EXCERPT TO READ

----------------------------------------

Being sick on the road and in another country is, of course, no fun at all. We try to have our doctor and dental check-ups close to our planned snowbird departure date. We want to leave with a clean bill of health.
Next is extended travel medical insurance. We buy a package from BCAA. It runs around $400 for a six-month term with a $500 deductible. (We get a 10% discount because we have their emergency roadside insurance as well) Thankfully we’ve never had to use either.
I’m lucky and require no prescription drugs however Anne uses several different ones. She has her doctor issue six months worth which she keeps in the original pharmacy bags with labels attached until we have cleared the border. In a pinch, she has in the past had her pharmacist send her a prescription she ran out of.
For our US travel, the only vaccine we get is our yearly flu shot. It’s a good idea though to check for any health advisories before departure – https://travel.gc.ca/destinations/united-states. For instance this year there is concern over the Zika virus in Florida.
Even though you wouldn’t know it from the media coverage, the US is by in large a safe place. In our five years of RVing I’ve never felt physically threatened and the only crime we suffered was a stolen gas can from the bed of our pickup truck. I don’t take any different security precautions than practised in Canada. I use my common sense, avoid sketchy areas, and lock up my stuff.
It’s my personal choice to avoid the hassle and not carry any firearms or things like stun guns or pepper sprays. For animals, I have pointed walking stick and a loud air horn. And of course, if desperate there are all sorts of potential weapons lying around the RV. For example, large kitchen knives and a hefty torque wrench. Another way to increase security is to camp out with my American friends.
Internet and Phone
We are big internet users with multiple devices to connect so we use a MiFi hotspot from Verizon. We buy data as we need it using a prepaid no contract plan. I like to keep things flexible and not get tied up into any long term plans. I know quite a few RVers using the same setup with good success.
For a phone, we’ve used a cheapie Tracfone from Walmart and buy minutes as needed. It can call back to Canada but has a delay when we initiate the call so we have whoever we are calling call back and it’s normal.

----------------------------------------

INFORMATION SHOWN
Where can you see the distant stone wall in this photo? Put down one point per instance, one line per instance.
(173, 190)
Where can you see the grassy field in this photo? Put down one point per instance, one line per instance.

----------------------------------------

PROMPT 1
How would you translate the sentence "Thankfully we’ve never had to use either." from the RV travel text into Spanish?
PROMPT 2
Can you update the RV travel text from "Being sick on" to "bill of health." so that "check-ups" is replaced with "appointments"?

SOLUTION 1
Afortunadamente, nunca hemos tenido que usar ninguno de los dos.

SOLUTION 2
Being sick on the road and in another country is, of course, no fun at all. We try to have our doctor and dental appointments close to our planned snowbird departure date. We want to leave with a clean bill of health.